▸ YOUR TASK
Arrange every line of the items below as a numbered list, leaving out any blank lines.

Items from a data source
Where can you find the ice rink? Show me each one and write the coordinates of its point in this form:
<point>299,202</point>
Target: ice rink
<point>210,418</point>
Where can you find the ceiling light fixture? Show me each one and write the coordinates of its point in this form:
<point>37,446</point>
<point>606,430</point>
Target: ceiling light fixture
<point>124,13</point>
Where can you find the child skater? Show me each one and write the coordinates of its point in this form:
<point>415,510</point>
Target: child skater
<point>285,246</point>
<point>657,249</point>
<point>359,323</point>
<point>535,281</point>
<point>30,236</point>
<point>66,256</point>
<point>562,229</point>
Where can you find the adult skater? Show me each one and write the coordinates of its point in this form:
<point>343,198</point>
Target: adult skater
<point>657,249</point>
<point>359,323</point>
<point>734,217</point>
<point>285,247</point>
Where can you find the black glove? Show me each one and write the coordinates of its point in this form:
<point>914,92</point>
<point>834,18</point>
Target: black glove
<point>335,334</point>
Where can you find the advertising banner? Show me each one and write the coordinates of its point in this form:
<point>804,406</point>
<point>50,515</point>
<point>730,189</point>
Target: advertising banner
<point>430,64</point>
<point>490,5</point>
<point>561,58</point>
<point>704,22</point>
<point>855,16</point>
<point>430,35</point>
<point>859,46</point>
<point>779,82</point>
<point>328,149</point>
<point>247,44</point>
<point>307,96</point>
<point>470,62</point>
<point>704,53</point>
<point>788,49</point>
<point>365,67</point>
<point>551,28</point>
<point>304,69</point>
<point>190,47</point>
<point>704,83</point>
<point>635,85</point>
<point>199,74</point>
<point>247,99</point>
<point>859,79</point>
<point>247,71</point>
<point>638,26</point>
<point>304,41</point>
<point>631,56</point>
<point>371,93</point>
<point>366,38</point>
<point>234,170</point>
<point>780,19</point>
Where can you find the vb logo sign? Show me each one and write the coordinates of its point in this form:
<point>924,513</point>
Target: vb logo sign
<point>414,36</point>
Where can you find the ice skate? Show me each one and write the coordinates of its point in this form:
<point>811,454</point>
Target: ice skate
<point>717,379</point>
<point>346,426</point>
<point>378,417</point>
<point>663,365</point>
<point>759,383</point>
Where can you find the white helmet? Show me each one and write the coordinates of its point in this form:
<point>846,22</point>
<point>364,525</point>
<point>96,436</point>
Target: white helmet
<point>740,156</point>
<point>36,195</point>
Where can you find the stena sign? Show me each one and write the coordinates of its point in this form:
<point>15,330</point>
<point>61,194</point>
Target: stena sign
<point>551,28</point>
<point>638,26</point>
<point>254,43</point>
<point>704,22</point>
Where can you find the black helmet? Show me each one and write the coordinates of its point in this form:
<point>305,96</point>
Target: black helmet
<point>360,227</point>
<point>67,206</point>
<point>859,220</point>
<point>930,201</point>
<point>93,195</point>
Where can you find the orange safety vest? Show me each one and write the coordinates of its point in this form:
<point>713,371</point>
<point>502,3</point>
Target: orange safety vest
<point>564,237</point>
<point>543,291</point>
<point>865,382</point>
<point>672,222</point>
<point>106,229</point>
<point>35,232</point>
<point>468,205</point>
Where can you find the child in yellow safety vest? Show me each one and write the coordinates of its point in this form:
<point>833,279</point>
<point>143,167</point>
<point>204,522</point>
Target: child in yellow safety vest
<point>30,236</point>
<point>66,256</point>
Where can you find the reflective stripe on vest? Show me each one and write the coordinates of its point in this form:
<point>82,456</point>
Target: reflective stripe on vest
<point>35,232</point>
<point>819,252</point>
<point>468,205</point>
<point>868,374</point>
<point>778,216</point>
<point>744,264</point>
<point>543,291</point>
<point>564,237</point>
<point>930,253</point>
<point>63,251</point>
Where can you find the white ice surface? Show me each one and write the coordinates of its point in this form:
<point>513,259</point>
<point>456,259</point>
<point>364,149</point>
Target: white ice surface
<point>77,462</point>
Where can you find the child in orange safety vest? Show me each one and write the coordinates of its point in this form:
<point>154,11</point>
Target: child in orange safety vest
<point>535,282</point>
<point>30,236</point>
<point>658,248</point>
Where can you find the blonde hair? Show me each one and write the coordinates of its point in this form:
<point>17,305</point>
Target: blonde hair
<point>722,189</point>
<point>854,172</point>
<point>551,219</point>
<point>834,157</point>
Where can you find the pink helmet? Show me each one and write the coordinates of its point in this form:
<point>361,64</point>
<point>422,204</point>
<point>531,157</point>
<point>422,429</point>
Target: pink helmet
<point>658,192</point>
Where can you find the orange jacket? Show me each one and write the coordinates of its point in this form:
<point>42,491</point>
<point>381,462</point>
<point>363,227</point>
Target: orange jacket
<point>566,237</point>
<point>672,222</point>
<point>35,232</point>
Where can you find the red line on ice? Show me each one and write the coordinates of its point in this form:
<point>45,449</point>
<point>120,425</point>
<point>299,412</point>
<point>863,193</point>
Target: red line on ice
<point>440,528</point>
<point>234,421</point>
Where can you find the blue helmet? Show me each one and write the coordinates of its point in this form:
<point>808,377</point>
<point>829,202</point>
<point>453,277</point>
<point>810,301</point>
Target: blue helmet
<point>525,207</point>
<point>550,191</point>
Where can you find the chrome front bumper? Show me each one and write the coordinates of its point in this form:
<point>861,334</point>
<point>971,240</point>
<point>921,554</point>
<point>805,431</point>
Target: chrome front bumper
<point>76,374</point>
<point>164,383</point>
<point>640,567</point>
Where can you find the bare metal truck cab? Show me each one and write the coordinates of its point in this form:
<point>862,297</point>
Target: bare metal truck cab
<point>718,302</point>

▸ RESPONSE TO THIS EXERCISE
1. Where can you find the ice rink? Show me each one and write the coordinates of its point in this form:
2. <point>299,202</point>
3. Target: ice rink
4. <point>210,418</point>
5. Where can you find the ceiling light fixture? Show me each one and write the coordinates of its point in this form:
6. <point>37,446</point>
7. <point>606,430</point>
8. Target: ceiling light fixture
9. <point>124,13</point>
10. Where can you find the child skater? Show me each one and write the coordinates of its point in this form:
11. <point>415,510</point>
12. Target: child skater
13. <point>285,246</point>
14. <point>657,249</point>
15. <point>359,323</point>
16. <point>535,281</point>
17. <point>30,236</point>
18. <point>66,256</point>
19. <point>562,229</point>
20. Where can you find the adult skater? Show me each one and write the coordinates of its point in this form:
21. <point>343,198</point>
22. Target: adult skater
23. <point>657,249</point>
24. <point>359,323</point>
25. <point>734,217</point>
26. <point>285,247</point>
27. Where can you find the black glove? Show me each one and write the coordinates of its point in this form:
28. <point>914,92</point>
29. <point>834,18</point>
30. Target: black glove
31. <point>335,334</point>
32. Where can you find the advertising banner? Show me each one and write the coordinates of its point in this form:
33. <point>804,406</point>
34. <point>50,515</point>
35. <point>730,189</point>
36. Target: advertising banner
37. <point>430,64</point>
38. <point>490,5</point>
39. <point>561,58</point>
40. <point>704,22</point>
41. <point>855,16</point>
42. <point>430,35</point>
43. <point>859,46</point>
44. <point>779,82</point>
45. <point>328,149</point>
46. <point>247,44</point>
47. <point>307,96</point>
48. <point>470,62</point>
49. <point>704,53</point>
50. <point>788,49</point>
51. <point>365,67</point>
52. <point>551,28</point>
53. <point>304,69</point>
54. <point>190,47</point>
55. <point>704,83</point>
56. <point>635,85</point>
57. <point>199,74</point>
58. <point>247,99</point>
59. <point>859,79</point>
60. <point>247,71</point>
61. <point>638,26</point>
62. <point>304,41</point>
63. <point>631,56</point>
64. <point>371,93</point>
65. <point>366,38</point>
66. <point>234,170</point>
67. <point>780,19</point>
68. Where can you find the vb logo sign? Show me each one and write the coordinates of its point in this form:
69. <point>924,513</point>
70. Target: vb logo sign
71. <point>414,36</point>
72. Where can you find the ice skate? Show me each one and write the coordinates of its point in this form:
73. <point>811,454</point>
74. Target: ice skate
75. <point>717,379</point>
76. <point>346,426</point>
77. <point>378,417</point>
78. <point>663,365</point>
79. <point>759,383</point>
80. Where can you find the white helmet? Show me each one and write the coordinates of its point in this form:
81. <point>846,22</point>
82. <point>364,525</point>
83. <point>96,436</point>
84. Target: white helmet
85. <point>740,156</point>
86. <point>36,195</point>
87. Where can you find the stena sign? Show me each one and write the coordinates of its point in this form:
88. <point>15,330</point>
89. <point>61,194</point>
90. Target: stena sign
91. <point>551,28</point>
92. <point>638,26</point>
93. <point>254,43</point>
94. <point>704,22</point>
95. Where can you find the black helmet? Show me each one and write the coordinates of its point in this form:
96. <point>305,96</point>
97. Target: black helmet
98. <point>360,227</point>
99. <point>67,206</point>
100. <point>859,220</point>
101. <point>930,201</point>
102. <point>93,195</point>
103. Where can you find the orange safety vest? Show me each one and write the coordinates of its point in this form:
104. <point>713,371</point>
105. <point>502,3</point>
106. Target: orange safety vest
107. <point>564,237</point>
108. <point>543,291</point>
109. <point>865,382</point>
110. <point>672,222</point>
111. <point>106,229</point>
112. <point>35,232</point>
113. <point>468,205</point>
114. Where can you find the child in yellow safety vest? Show me each one and write the coordinates of its point in this form:
115. <point>833,279</point>
116. <point>143,167</point>
117. <point>204,522</point>
118. Target: child in yellow safety vest
119. <point>30,236</point>
120. <point>66,256</point>
121. Where can you find the reflective stripe on vest? Show me each one and write the coordinates of its point in this form:
122. <point>82,456</point>
123. Target: reflective stripe on vest
124. <point>35,232</point>
125. <point>819,252</point>
126. <point>468,205</point>
127. <point>868,374</point>
128. <point>778,216</point>
129. <point>744,264</point>
130. <point>543,291</point>
131. <point>564,237</point>
132. <point>930,253</point>
133. <point>63,251</point>
134. Where can you find the white ice surface? Show me each one and write the coordinates of its point in this form:
135. <point>513,259</point>
136. <point>456,259</point>
137. <point>364,149</point>
138. Target: white ice surface
139. <point>77,462</point>
140. Where can you find the child in orange safety vest? Show me each one and write the coordinates of its point in this form:
141. <point>154,11</point>
142. Target: child in orange safety vest
143. <point>535,282</point>
144. <point>30,236</point>
145. <point>658,248</point>
146. Where can you find the blonde hair? Show me each one and write the coordinates of its point in this form:
147. <point>17,305</point>
148. Target: blonde hair
149. <point>722,189</point>
150. <point>854,172</point>
151. <point>551,219</point>
152. <point>834,157</point>
153. Where can you find the pink helmet? Show me each one and write the coordinates of its point in this form:
154. <point>361,64</point>
155. <point>422,204</point>
156. <point>531,157</point>
157. <point>422,429</point>
158. Target: pink helmet
159. <point>658,192</point>
160. Where can you find the orange jacket? Show me each one and write the coordinates of its point in this form:
161. <point>42,491</point>
162. <point>381,462</point>
163. <point>363,227</point>
164. Target: orange jacket
165. <point>566,237</point>
166. <point>672,222</point>
167. <point>35,232</point>
168. Where can you find the red line on ice? Show me each one and write the coordinates of its point in this form:
169. <point>45,449</point>
170. <point>120,425</point>
171. <point>299,412</point>
172. <point>863,193</point>
173. Target: red line on ice
174. <point>440,528</point>
175. <point>234,421</point>
176. Where can you find the blue helmet? Show me each one and write the coordinates of its point in this form:
177. <point>808,377</point>
178. <point>829,202</point>
179. <point>453,277</point>
180. <point>810,301</point>
181. Target: blue helmet
182. <point>525,207</point>
183. <point>550,191</point>
184. Where can you find the chrome front bumper? Show me each one and write the coordinates of its point in this form:
185. <point>861,334</point>
186. <point>971,240</point>
187. <point>921,554</point>
188. <point>805,431</point>
189. Target: chrome front bumper
190. <point>76,374</point>
191. <point>164,383</point>
192. <point>640,567</point>
193. Where can you find the bare metal truck cab? Show me each one and write the coordinates of its point in this form:
194. <point>862,297</point>
195. Target: bare metal truck cab
196. <point>718,302</point>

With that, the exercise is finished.